Another big choice IHCS has had to make: investing in data.

Bradbury said companies like IHCS need to make data collection and utilization a priority to ensure their partnerships with health systems continue to evolve.

“We’re constantly asking ourselves how to make the complex things easy to understand,” he said. “We really want to understand — within a health plan — their programs, their services and their analytics groups about what slices of data or insights can add value to their programs. We’re in a unique position to do that — and it’s a choice.”

The home care industry, Bradbury told HHCN, is in “the second or third inning” of utilizing data to its fullest potential. There’s also an opportunity to collect data in places that might be outside of the typical places a caregiver might collect it.

“Every time we’re in the home, it’s an opportunity to observe and ask additional questions that are appropriate for the role that we’re there for, but may not be germane to what [they’ve] been hired to do,” Bradbury said. “But there might be questions we know could be really important for the case manager.”

Or for payer partners, he continued.

Data can also be a way to have real-time monitoring of the patient’s overall satisfaction, which is critical in today’s value-based environment where satisfaction is tied to financial gains or losses.

“It’s filling in blind spots,” Bradbury said. “It’s providing different data insights that really are intended to support the health plan strategy.”
======
(Required action 1): In the passage on home care data, list the things within a health plan that Bradbury says IHCS wants to understand.
(Required action 2):
Based on the passage on home care data, say whether each statement agrees with it, answering yes or no and quoting the words that decide it.
(a) Bradbury says the home care industry is in the first inning of using data.
(b) In today's value-based environment, patient satisfaction is tied to financial gains or losses.
(c) Bradbury describes the data work as filling in blind spots.
(Required action 3): Copy word for word the part of the passage on home care data starting with "The home care" and going on through "might collect it.".
======
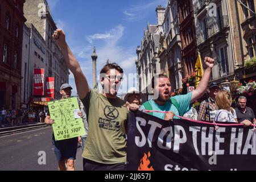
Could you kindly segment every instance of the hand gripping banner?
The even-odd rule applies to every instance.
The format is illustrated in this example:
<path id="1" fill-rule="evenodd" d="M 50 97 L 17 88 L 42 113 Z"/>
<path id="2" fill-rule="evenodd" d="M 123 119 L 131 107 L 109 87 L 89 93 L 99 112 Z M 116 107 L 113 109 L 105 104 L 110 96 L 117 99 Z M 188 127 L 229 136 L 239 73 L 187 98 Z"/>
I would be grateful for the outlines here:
======
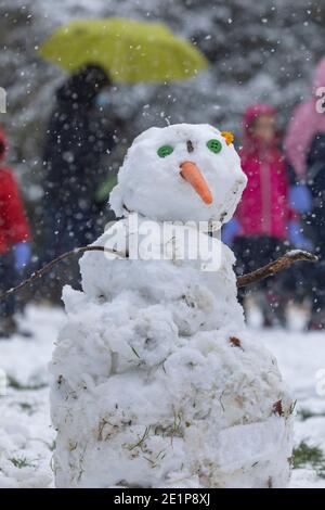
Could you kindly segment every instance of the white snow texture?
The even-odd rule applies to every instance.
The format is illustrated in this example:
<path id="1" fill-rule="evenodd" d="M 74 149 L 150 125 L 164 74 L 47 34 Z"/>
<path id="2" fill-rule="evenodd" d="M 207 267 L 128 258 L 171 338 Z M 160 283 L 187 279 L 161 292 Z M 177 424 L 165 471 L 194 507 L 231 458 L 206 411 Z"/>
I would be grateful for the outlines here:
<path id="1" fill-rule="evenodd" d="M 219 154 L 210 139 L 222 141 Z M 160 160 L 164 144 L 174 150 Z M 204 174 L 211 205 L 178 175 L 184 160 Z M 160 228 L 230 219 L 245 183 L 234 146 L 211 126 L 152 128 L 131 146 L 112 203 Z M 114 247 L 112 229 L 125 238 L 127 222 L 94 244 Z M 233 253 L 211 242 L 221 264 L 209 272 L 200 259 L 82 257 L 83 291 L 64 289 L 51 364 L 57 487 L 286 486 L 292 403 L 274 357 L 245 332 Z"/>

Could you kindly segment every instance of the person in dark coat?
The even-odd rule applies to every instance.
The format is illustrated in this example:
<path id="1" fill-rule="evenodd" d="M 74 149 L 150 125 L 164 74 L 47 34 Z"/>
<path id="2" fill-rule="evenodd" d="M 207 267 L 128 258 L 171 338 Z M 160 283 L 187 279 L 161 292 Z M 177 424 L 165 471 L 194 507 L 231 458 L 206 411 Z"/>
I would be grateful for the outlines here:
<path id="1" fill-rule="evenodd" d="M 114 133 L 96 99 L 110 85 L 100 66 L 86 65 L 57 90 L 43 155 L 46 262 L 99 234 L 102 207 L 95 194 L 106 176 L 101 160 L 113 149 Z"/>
======
(Written response 1):
- their programs
- their services
- their analytics groups

(Written response 2):
(a) No: "is in “the second or third inning” of utilizing data to its fullest potential"
(b) Yes: "today’s value-based environment where satisfaction is tied to financial gains or losses"
(c) Yes: "“It’s filling in blind spots,” Bradbury said."

(Written response 3):
The home care industry, Bradbury told HHCN, is in “the second or third inning” of utilizing data to its fullest potential. There’s also an opportunity to collect data in places that might be outside of the typical places a caregiver might collect it.